Output word for word the lines from the one with "hey friend, could you box the green picnic" to the final line of the data, both ends included, but skip the pictures.

[Phrase grounding data]

━━━━

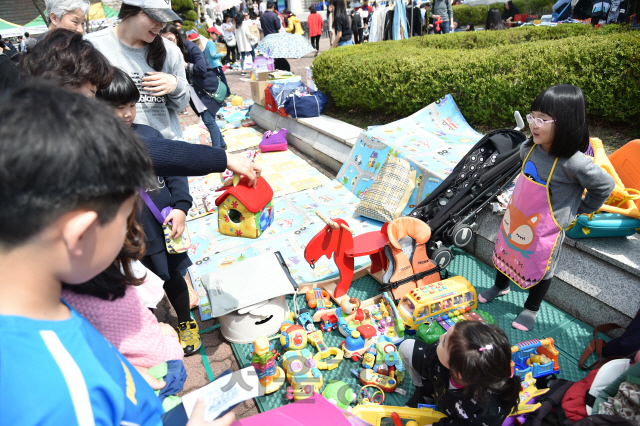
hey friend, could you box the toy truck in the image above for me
[341,324,377,362]
[320,313,339,332]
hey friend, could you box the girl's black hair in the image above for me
[467,22,475,30]
[96,67,140,107]
[118,4,167,72]
[485,8,505,30]
[160,24,188,59]
[234,12,245,28]
[527,84,590,158]
[332,0,350,31]
[309,5,317,13]
[446,321,521,413]
[505,0,515,9]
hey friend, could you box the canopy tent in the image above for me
[0,16,46,38]
[88,2,119,21]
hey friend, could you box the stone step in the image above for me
[466,208,640,332]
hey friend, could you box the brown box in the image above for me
[250,80,270,106]
[251,70,269,81]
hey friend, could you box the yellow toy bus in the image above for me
[397,276,477,331]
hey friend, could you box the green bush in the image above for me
[410,24,624,50]
[185,9,198,21]
[312,32,640,125]
[171,0,194,13]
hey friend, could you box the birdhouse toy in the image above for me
[215,176,274,239]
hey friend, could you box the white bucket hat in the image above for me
[124,0,181,23]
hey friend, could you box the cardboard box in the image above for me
[250,80,270,106]
[251,70,270,81]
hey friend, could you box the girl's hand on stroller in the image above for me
[186,399,236,426]
[164,209,187,239]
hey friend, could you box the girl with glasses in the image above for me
[479,84,614,331]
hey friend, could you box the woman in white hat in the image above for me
[86,0,189,140]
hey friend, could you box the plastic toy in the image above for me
[341,297,364,325]
[313,347,344,371]
[511,338,560,380]
[323,380,356,409]
[215,176,274,239]
[319,313,339,332]
[350,405,447,426]
[306,288,332,310]
[282,348,324,401]
[250,336,285,394]
[362,346,377,369]
[416,308,495,344]
[359,369,398,393]
[297,308,334,358]
[357,385,385,406]
[341,324,378,362]
[503,372,550,426]
[397,276,478,332]
[280,313,308,350]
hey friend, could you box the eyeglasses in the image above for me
[526,113,555,127]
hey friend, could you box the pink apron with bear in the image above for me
[492,147,561,289]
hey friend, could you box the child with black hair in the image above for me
[398,321,521,425]
[97,67,201,356]
[0,81,234,426]
[479,85,614,331]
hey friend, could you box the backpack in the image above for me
[579,309,640,370]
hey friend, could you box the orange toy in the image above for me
[306,288,332,309]
[590,138,640,218]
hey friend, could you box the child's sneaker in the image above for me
[177,319,201,356]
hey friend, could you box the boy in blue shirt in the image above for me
[0,82,234,426]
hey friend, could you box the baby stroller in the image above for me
[408,121,528,269]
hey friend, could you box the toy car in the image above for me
[359,368,398,393]
[341,324,377,362]
[320,313,339,332]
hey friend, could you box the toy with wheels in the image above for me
[359,369,398,393]
[350,404,447,426]
[511,338,560,380]
[319,313,339,332]
[341,324,377,362]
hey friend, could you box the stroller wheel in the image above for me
[432,246,453,269]
[451,223,474,248]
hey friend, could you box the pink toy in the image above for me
[231,394,355,426]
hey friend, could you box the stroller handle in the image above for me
[514,111,525,131]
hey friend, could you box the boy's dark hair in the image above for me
[119,4,167,72]
[309,5,317,13]
[266,1,275,9]
[0,81,155,247]
[528,84,590,158]
[446,321,521,412]
[20,29,113,89]
[24,32,29,38]
[96,67,140,107]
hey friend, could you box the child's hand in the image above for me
[225,152,263,189]
[133,366,166,391]
[143,72,178,96]
[164,209,187,239]
[186,398,236,426]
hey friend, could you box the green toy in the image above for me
[416,309,495,344]
[322,380,356,409]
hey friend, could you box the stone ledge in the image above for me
[467,208,640,330]
[250,104,362,173]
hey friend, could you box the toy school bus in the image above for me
[397,276,477,332]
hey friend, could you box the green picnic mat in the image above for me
[229,248,607,413]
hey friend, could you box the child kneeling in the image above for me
[398,321,521,426]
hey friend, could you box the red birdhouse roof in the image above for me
[215,176,273,213]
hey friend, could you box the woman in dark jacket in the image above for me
[501,0,519,22]
[161,25,227,150]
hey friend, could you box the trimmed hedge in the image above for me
[312,32,640,125]
[409,24,625,50]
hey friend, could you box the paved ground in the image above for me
[155,35,335,420]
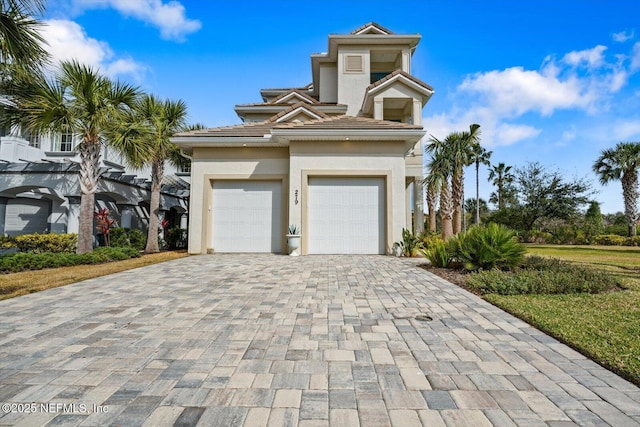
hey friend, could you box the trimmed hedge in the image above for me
[2,233,77,253]
[465,256,621,295]
[0,247,140,273]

━━━━

__SOLVED EXERCISE__:
hey friend, could you box the green picnic mat in the image above for me
[229,248,607,413]
hey friend, could you box the child kneeling in the image above for me
[398,321,521,426]
hey friend, could you box the red birdhouse roof in the image above for me
[215,176,273,213]
hey friend, could you box the woman in dark jacket in the image above for me
[501,0,519,22]
[161,25,227,150]
hey friend, could you box the trimmed hedge in the image above for me
[312,32,640,125]
[409,24,625,50]
hey friend, could you box the paved ground in the image above for me
[155,35,335,420]
hey friend, could you box the trimmed hedge in the image above for me
[2,233,77,253]
[465,256,621,295]
[0,247,140,273]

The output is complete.